**TEXT SECTION**

-----

Background. Psychiatric studies are influenced by geographical conditions and research methods. Among them, the use of diagnostic tools may cause controversy over the results of studies on psychiatric disorders as such ADHD. The aim of this study was to investigate comorbid psychiatric disorders in children and adolescents with attention deficit hyperactivity disorder.
Methods. In this study, 400 children and adolescents with ADHD were selected from the clients of Razi and Sharif Hospital Psychiatric Clinic. For sample selection, a demographic questionnaire and semi-structured diagnostic interview (K-SADS-PL) were utilized to evaluate the presence of psychiatric disorders. The duration of the project was 4 months.
Results. The mean age of the patients was 9.16±2.46 years and the highest frequency was in the age group of 6 to 9 years (63%). Of the 400 patients studied, 73.3% were boys. The highest frequency of education was related to preschool (61.5%). A history of ADHD was positive in 10.8% in the father, 2.3% in the mother and 3.8% in both parents. Also, 9.5% of patients had a history of ADHD in their brother and 4% had a positive history of ADHD in their sister. The most common psychiatric disorder in the present study was oppositional defiant disorder (92%). One comorbid disorder was identifiable in more than 54% of participants.

-----

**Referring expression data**
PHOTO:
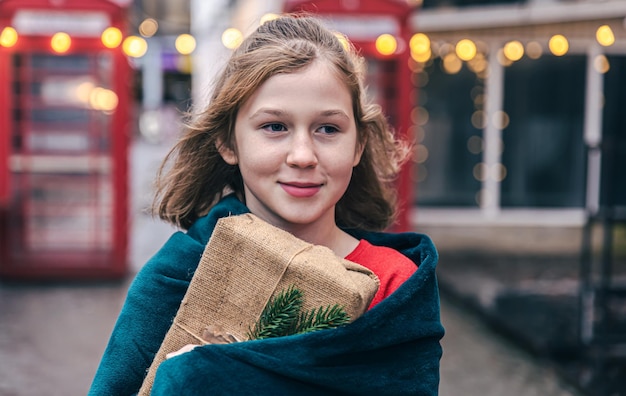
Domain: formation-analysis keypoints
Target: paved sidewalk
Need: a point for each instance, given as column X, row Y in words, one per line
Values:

-----

Please continue the abstract on psychiatric disorders in children and adolescents with ADHD from the point where it stops.

Conclusion. The most common psychiatric disorder in children with ADHD includes oppositional defiant disorder, which is more common in boys, although no significant differences was founded in terms of sex and age.
Practical Implications. Findings of this study suggest that the clinicians, child psychologists and psychiatrists ought to take into consideration the probability of comorbid disorders with ADHD, since failing to consider them might directly influence the quality and quantity of treatments utilized.